### EXERCISE DIRECTIONS
What is needed is the whole of the data, set down exactly.

· · · · ·

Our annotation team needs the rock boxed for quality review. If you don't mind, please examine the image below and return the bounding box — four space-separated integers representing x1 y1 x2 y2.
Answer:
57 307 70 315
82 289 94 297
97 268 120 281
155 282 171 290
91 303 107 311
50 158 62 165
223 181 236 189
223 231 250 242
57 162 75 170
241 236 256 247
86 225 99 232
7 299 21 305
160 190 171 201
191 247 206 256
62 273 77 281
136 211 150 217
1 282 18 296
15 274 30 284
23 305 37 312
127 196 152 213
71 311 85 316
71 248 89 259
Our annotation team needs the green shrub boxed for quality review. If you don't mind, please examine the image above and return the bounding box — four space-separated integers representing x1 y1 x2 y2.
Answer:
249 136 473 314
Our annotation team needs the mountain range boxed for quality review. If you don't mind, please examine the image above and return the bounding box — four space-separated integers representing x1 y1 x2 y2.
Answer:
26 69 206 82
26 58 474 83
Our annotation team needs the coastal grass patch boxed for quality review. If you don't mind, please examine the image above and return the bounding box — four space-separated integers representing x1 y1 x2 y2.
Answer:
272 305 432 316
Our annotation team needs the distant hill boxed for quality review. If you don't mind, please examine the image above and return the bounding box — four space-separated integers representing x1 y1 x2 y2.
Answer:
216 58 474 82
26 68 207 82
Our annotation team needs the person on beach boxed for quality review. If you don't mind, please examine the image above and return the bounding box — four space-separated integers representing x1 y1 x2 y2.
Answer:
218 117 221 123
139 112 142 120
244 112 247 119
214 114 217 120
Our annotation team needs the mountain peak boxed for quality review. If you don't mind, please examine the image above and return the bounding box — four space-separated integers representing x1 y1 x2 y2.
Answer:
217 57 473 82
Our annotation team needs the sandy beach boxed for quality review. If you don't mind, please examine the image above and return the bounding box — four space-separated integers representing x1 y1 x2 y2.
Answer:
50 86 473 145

· · · · ·

### THE COMPLETED TASK
Our annotation team needs the rock boxed for quality review. If you don't mind, please examine the image below and return the bounding box — four space-separated integers representing x1 y1 x2 y2.
Answer:
57 307 70 315
82 289 94 297
97 268 120 281
155 282 171 290
91 303 107 311
50 158 62 165
223 181 236 189
223 231 250 242
57 162 75 170
241 236 256 247
86 225 99 232
7 299 21 305
160 190 171 201
191 247 206 256
62 273 77 281
136 211 150 217
1 282 18 296
15 274 30 284
23 305 37 312
127 196 152 213
71 311 85 316
71 248 89 259
Our annotation team needs the green shrub boxed for quality review. If you don't mind, please examine the image above and return the bounding box — four space-separated integers representing x1 y1 x2 y2.
Answer:
249 136 473 314
Our annotation team needs the mountain range boxed for quality review. If you don't mind, please examine the image above and return the bounding box — four space-separated integers representing x1 y1 x2 y2.
Answer:
26 69 206 82
26 58 474 83
Our annotation team needs the coastal grass patch boxed for quality review. If you don't mind, please examine the image above and return the bounding box — four space-separated integers representing x1 y1 x2 y2.
Answer:
272 305 432 316
Our annotation team needs the distant hill boxed for quality review. If you don't mind, please examine the image above and return the bounding box — four space-separated integers representing x1 y1 x2 y2.
Answer:
216 58 474 82
26 68 207 82
Our annotation team needs the person on beach boxed for quality review. If you don't mind, please examine the image above and return the bounding box — four space-separated integers representing x1 y1 x2 y2.
Answer:
218 117 221 123
139 112 142 120
244 112 247 119
214 114 217 120
Our annotation team needs the mountain peak boxed for quality review. If you don't mind, please examine the image above and return the bounding box — four space-separated integers representing x1 y1 x2 y2.
Answer:
217 57 473 82
Our annotation team needs the sandy beach boxed for quality review. If you don't mind, please examine the image above and return the bounding box — four space-separated integers representing x1 y1 x2 y2.
Answer:
50 86 473 145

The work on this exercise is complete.